= Problem to work on =
Copy out the entire text about the band Murzik word for word, with nothing changed or left out.

- Origin: Minneapolis, Minnesota, U.S.
- Genres: Dark folk, neofolk, gypsy folk
- Years active: 2003–present
- Labels: Pipe Club Records, Mint 400 Records
- Members: Christopher Becknell Christopher Mcguire Nathan Simar Bryan Steenerson
- Website: www.murzikband.com

= Murzik =

American dark folk band

Murzik is an American dark folk band from Minnesota.

==About==
Murzik is a gypsy indie folk four-piece band from Minneapolis, Minnesota, that started in 2003. The band name comes from the common Russian name for cats. Duluth News Tribune describes Murzik as the "combin[ed] zestiness of gypsy swing with the somber tones of some Eastern European folk music." They utilize saxophone, bells, dark fiddle, accordion, mandolin and glockenspiel, with bass, drums and acoustic guitar. Murzik cites influence from Édith Piaf and traditional Russian music, such as Vladimir Vysotsky. They draw comparison to the music of DeVotchKa, Nick Cave, Tom Waits and Leonard Cohen.

= Records provided =
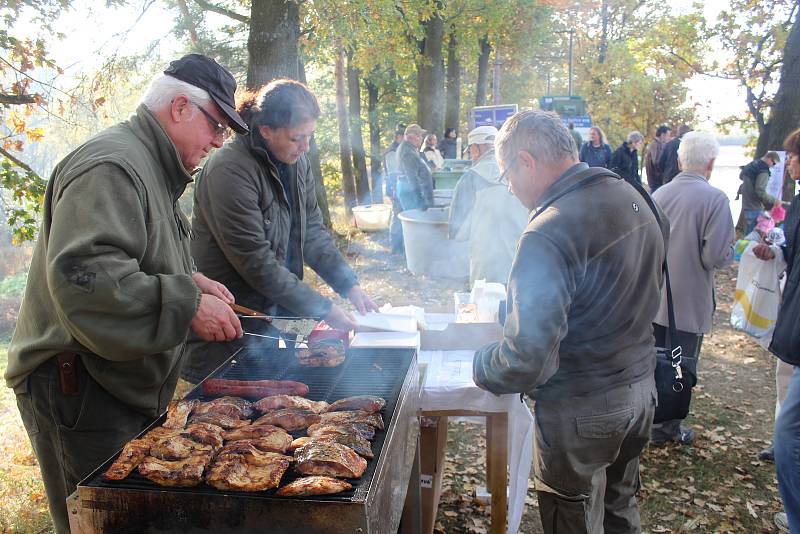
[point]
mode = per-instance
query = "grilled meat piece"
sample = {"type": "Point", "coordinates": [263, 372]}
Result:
{"type": "Point", "coordinates": [161, 433]}
{"type": "Point", "coordinates": [219, 419]}
{"type": "Point", "coordinates": [275, 442]}
{"type": "Point", "coordinates": [236, 407]}
{"type": "Point", "coordinates": [362, 430]}
{"type": "Point", "coordinates": [289, 418]}
{"type": "Point", "coordinates": [372, 419]}
{"type": "Point", "coordinates": [205, 433]}
{"type": "Point", "coordinates": [241, 466]}
{"type": "Point", "coordinates": [316, 485]}
{"type": "Point", "coordinates": [178, 412]}
{"type": "Point", "coordinates": [132, 454]}
{"type": "Point", "coordinates": [280, 402]}
{"type": "Point", "coordinates": [357, 443]}
{"type": "Point", "coordinates": [271, 438]}
{"type": "Point", "coordinates": [327, 353]}
{"type": "Point", "coordinates": [364, 403]}
{"type": "Point", "coordinates": [329, 459]}
{"type": "Point", "coordinates": [183, 473]}
{"type": "Point", "coordinates": [178, 448]}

= Finished answer =
- Origin: Minneapolis, Minnesota, U.S.
- Genres: Dark folk, neofolk, gypsy folk
- Years active: 2003–present
- Labels: Pipe Club Records, Mint 400 Records
- Members: Christopher Becknell Christopher Mcguire Nathan Simar Bryan Steenerson
- Website: www.murzikband.com

= Murzik =

American dark folk band

Murzik is an American dark folk band from Minnesota.

==About==
Murzik is a gypsy indie folk four-piece band from Minneapolis, Minnesota, that started in 2003. The band name comes from the common Russian name for cats. Duluth News Tribune describes Murzik as the "combin[ed] zestiness of gypsy swing with the somber tones of some Eastern European folk music." They utilize saxophone, bells, dark fiddle, accordion, mandolin and glockenspiel, with bass, drums and acoustic guitar. Murzik cites influence from Édith Piaf and traditional Russian music, such as Vladimir Vysotsky. They draw comparison to the music of DeVotchKa, Nick Cave, Tom Waits and Leonard Cohen.